§ **Request**
Reproduce the part of the data below that opens with the line containing "request: trace the outline of every instance of the black" and closes with the line containing "M33 179L34 45L1 35L1 191Z", keeping every line unchanged and including both of those lines.

§ **Given data**
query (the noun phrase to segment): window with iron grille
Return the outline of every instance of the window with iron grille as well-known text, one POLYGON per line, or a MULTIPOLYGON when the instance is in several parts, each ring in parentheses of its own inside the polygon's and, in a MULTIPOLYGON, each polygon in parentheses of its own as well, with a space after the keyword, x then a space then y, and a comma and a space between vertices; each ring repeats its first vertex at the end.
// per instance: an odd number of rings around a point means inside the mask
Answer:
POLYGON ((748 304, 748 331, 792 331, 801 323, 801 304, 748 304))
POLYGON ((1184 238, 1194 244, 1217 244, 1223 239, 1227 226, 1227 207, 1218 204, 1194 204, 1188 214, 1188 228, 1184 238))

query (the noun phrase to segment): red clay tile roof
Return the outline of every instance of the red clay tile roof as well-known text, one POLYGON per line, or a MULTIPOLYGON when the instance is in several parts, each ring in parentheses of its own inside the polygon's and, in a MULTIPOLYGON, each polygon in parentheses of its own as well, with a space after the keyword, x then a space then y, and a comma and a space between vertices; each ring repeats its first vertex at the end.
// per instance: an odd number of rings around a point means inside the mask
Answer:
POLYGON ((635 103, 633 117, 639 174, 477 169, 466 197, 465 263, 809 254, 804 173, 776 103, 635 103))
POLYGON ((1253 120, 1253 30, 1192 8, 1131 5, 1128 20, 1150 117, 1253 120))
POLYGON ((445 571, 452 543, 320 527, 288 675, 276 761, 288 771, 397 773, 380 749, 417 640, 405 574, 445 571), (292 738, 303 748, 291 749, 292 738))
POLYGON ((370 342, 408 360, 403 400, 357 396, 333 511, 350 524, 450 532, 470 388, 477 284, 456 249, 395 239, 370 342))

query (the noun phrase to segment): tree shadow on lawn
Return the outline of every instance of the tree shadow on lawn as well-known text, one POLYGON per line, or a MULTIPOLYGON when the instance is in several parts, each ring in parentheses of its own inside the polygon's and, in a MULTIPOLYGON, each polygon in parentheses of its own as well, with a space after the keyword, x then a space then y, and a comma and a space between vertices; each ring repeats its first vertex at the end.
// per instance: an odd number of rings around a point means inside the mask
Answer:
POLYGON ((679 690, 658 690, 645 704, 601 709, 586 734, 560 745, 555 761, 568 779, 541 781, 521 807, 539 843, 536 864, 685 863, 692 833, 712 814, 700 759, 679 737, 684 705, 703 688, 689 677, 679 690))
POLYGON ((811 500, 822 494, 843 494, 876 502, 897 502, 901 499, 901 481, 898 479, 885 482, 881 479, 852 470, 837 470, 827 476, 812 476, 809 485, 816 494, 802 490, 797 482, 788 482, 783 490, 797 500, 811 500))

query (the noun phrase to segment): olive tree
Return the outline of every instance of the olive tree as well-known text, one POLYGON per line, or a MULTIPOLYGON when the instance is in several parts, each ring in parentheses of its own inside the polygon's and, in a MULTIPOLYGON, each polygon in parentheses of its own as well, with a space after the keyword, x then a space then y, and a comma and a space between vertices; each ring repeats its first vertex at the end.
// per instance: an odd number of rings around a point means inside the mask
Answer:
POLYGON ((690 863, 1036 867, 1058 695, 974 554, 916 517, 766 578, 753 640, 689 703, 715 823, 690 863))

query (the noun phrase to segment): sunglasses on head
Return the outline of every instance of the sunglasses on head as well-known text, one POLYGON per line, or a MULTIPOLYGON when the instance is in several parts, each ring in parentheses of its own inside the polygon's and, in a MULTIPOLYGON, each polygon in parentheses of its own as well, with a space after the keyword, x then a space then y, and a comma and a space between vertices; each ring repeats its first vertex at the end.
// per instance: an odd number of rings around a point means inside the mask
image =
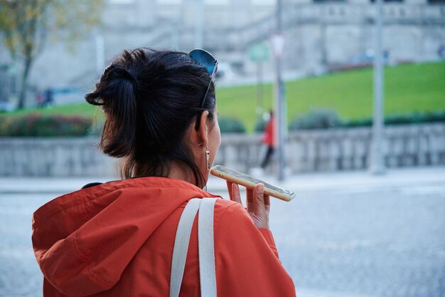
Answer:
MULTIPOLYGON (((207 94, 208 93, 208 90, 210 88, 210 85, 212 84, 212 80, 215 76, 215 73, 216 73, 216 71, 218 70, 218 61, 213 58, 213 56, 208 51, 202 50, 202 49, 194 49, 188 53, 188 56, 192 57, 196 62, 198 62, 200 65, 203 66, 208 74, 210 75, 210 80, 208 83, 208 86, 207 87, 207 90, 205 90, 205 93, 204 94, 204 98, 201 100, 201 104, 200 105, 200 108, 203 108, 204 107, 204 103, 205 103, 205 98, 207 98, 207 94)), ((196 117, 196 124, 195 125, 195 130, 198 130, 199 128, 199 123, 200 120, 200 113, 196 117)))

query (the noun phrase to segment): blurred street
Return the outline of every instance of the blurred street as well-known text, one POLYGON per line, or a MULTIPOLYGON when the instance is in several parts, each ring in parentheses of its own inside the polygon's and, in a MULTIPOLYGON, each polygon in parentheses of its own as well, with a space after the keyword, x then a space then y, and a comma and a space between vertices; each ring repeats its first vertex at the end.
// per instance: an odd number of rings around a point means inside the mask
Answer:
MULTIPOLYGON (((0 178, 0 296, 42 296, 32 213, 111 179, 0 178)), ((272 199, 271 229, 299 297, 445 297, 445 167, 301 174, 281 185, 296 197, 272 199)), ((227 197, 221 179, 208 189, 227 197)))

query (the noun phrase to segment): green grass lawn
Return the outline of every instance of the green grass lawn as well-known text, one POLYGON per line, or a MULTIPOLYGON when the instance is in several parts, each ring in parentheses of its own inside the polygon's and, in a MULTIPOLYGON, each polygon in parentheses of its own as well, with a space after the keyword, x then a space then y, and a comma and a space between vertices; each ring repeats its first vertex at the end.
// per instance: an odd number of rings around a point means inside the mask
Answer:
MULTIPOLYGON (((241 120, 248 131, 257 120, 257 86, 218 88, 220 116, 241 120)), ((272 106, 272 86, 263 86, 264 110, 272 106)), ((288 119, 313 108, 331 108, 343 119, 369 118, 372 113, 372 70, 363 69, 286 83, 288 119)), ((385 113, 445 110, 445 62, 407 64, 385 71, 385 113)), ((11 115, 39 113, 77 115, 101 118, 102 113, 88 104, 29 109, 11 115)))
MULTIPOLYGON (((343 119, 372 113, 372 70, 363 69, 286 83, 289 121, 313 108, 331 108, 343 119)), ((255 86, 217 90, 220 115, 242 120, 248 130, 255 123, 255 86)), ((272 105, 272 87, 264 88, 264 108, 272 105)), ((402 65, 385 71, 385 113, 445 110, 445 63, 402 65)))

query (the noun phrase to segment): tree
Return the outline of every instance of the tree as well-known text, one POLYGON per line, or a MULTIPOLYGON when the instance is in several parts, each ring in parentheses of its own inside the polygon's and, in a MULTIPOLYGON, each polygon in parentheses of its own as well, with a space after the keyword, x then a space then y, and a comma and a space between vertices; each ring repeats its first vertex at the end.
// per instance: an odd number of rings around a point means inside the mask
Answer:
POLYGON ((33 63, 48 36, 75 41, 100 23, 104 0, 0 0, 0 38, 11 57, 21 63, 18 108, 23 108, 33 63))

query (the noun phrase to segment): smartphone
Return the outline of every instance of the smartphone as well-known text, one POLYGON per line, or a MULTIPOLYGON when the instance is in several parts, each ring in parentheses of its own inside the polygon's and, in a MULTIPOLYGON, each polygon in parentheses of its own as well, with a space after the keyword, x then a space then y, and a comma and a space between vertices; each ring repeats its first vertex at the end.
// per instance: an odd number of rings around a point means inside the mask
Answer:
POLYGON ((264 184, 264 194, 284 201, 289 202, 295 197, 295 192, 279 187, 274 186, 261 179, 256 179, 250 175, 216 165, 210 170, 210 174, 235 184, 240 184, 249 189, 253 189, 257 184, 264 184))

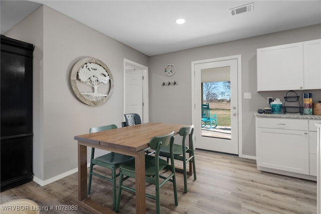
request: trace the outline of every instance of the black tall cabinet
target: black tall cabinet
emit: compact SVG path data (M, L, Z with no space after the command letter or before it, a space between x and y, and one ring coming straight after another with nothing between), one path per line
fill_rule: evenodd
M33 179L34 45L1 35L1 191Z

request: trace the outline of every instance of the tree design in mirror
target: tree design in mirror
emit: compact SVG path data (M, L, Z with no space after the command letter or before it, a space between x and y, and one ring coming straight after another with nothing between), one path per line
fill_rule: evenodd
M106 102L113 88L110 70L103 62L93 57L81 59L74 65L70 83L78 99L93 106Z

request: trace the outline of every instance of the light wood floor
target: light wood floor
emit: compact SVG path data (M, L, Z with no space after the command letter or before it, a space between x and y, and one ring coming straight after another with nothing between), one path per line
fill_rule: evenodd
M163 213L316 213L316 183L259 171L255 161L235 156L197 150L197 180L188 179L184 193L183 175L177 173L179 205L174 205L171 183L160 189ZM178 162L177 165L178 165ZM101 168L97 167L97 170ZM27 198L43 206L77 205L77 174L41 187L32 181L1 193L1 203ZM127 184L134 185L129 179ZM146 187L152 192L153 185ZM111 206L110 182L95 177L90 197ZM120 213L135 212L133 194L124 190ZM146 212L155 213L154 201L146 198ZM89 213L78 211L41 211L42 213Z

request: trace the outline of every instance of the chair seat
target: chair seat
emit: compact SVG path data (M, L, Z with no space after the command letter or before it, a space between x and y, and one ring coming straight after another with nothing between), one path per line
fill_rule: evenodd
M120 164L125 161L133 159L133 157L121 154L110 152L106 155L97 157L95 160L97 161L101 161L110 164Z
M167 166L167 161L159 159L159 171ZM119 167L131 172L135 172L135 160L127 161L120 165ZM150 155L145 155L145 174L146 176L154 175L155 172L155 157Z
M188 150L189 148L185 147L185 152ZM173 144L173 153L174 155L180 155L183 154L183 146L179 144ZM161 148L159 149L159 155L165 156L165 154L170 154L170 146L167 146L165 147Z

§ **Solution for this problem**
request: trace the outline of every instance of the black tall cabinet
target: black tall cabinet
emit: compact SVG path data (M, L, Z with no space after the command letter or before it, a space between x and y, and one ring coming straight after another with nothing between), one path per line
fill_rule: evenodd
M33 179L34 45L1 35L1 191Z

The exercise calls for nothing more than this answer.